Please output the listing exactly as it stands, but omit any images.
»»
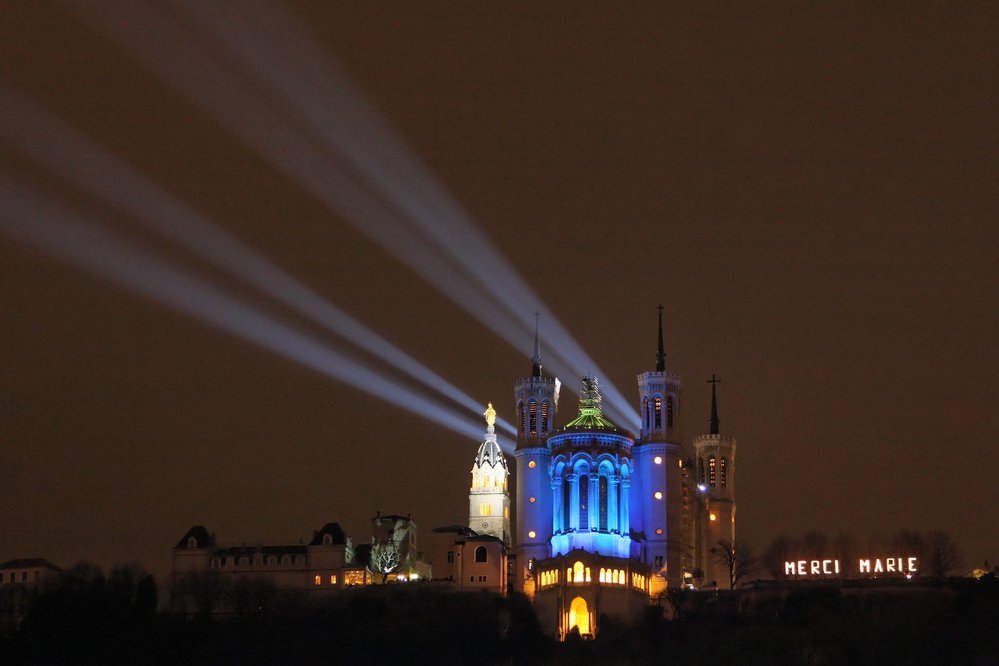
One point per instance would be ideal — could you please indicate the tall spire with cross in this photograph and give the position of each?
(536, 361)
(714, 405)
(660, 354)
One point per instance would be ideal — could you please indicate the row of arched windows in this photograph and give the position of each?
(654, 412)
(530, 424)
(578, 573)
(589, 501)
(717, 471)
(258, 561)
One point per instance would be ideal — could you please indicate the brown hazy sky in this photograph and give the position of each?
(811, 190)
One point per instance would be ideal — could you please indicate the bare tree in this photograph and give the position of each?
(942, 554)
(739, 561)
(385, 558)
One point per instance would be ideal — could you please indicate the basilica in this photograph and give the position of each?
(605, 520)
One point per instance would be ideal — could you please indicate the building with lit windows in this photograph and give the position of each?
(605, 520)
(469, 561)
(207, 577)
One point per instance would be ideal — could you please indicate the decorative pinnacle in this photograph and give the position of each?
(660, 354)
(536, 361)
(714, 405)
(490, 415)
(589, 397)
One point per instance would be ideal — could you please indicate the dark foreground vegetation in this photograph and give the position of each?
(86, 618)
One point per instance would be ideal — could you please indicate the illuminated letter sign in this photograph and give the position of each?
(831, 567)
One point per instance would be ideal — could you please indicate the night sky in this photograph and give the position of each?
(810, 189)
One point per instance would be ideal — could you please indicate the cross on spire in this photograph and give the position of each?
(536, 361)
(660, 354)
(714, 405)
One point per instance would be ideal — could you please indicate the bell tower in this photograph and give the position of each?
(714, 516)
(536, 399)
(657, 497)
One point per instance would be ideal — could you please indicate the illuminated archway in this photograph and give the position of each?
(579, 616)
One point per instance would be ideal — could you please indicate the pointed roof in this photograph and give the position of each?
(660, 354)
(201, 536)
(490, 452)
(714, 406)
(536, 359)
(334, 530)
(590, 413)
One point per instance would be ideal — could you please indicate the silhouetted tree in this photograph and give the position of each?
(738, 559)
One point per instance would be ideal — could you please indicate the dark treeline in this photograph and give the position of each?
(84, 617)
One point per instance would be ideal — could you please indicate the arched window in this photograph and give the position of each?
(603, 503)
(579, 616)
(566, 504)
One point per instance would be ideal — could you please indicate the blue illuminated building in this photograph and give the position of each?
(605, 520)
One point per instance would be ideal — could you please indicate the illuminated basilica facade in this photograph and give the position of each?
(605, 520)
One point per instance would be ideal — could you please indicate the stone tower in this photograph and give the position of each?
(536, 399)
(489, 496)
(657, 497)
(714, 514)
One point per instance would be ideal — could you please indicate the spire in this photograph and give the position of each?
(536, 361)
(590, 413)
(489, 451)
(714, 405)
(660, 354)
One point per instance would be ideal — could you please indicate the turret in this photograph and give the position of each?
(714, 473)
(536, 399)
(657, 509)
(489, 496)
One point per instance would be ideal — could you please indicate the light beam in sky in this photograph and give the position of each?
(258, 72)
(41, 222)
(68, 153)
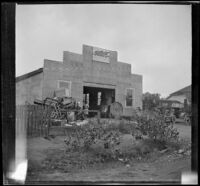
««
▶ [Your solution]:
One point per instance would be ideal — could you please indicate the tall spire with cross in this photograph and give the position of each?
(536, 361)
(714, 405)
(660, 354)
One point per instance would be ideal — could you please indicate the row of arched windows in this photograph and give the position of each?
(654, 412)
(530, 424)
(578, 573)
(589, 501)
(717, 471)
(258, 561)
One point per instance would be ideal — could you please indicate the brown hazy sky in this photograph and give the position of each?
(811, 190)
One point per instance would be ideal — could you please indicate the bare tree in this photograph and give the position of each?
(942, 554)
(739, 561)
(385, 558)
One point per instance would be ideal — could you please indicate the basilica in this photograph and give the position of each?
(605, 520)
One point per instance would be ideal — could you please indicate the building with lit windows in this photograph and give the position of each?
(605, 520)
(469, 561)
(207, 577)
One point per instance would be ideal — could you please indicate the decorative pinnacle in this photograph and give the position of each?
(660, 354)
(536, 361)
(714, 405)
(490, 415)
(589, 397)
One point per instance would be ideal — could you please indicate the dark foreground vegetation in this photograph and give the position of each?
(86, 618)
One point per instance would be ideal — could you please indicate the illuminated letter sign in this photograph and give the position of each?
(831, 567)
One point per instance would be ideal — could you please indicate the night sky in this photograph and give the position of each?
(810, 189)
One point per instance would be ideal — could you please indicate the cross on spire in this photograph and give the position of each?
(536, 361)
(660, 354)
(714, 405)
One point per instance would be ideal — could you please indicate the bell tower in this photograph and give the position of each?
(714, 516)
(536, 399)
(657, 497)
One point per instance would be ideal — could you please indicate the illuminated archway in this photograph and give the position of each?
(579, 616)
One point per instance would be ideal — could you please indicate the pointed roof in this photograph and give the position of each?
(660, 354)
(201, 536)
(490, 452)
(714, 406)
(536, 359)
(334, 530)
(590, 413)
One point per instance would be ideal — could you please indicate the silhouetted tree in this photograph and give the position of each?
(738, 559)
One point per instance would be ideal — could you please indicate the dark treeline in this photograph and give the position of each?
(84, 617)
One point per instance would be ideal — could you please indicate the arched window in this photograph and give the position of each?
(603, 503)
(579, 616)
(566, 504)
One point per instance would be ideal — could you please indicate the blue illuminated building in this photograph and give the position of each?
(605, 520)
One point per instance would be ideal — could you please indicate the illuminated basilica facade in this photograph and give the position of each?
(605, 520)
One point per instance would be ideal — could you please indicate the stone tower in this photograph and give the position of each?
(536, 399)
(489, 496)
(657, 497)
(714, 514)
One point per instance would be ideal — could you please indicate the spire in this photograph and give the position of each?
(536, 361)
(590, 413)
(489, 451)
(714, 405)
(660, 354)
One point per instance would be ideal — could you please indicate the turret in this photograph and give the position of each?
(714, 473)
(536, 399)
(657, 509)
(489, 496)
One point per instance would be ideal — could you please indicate the light beam in sky in this photograph and give the position of each?
(258, 72)
(41, 222)
(68, 153)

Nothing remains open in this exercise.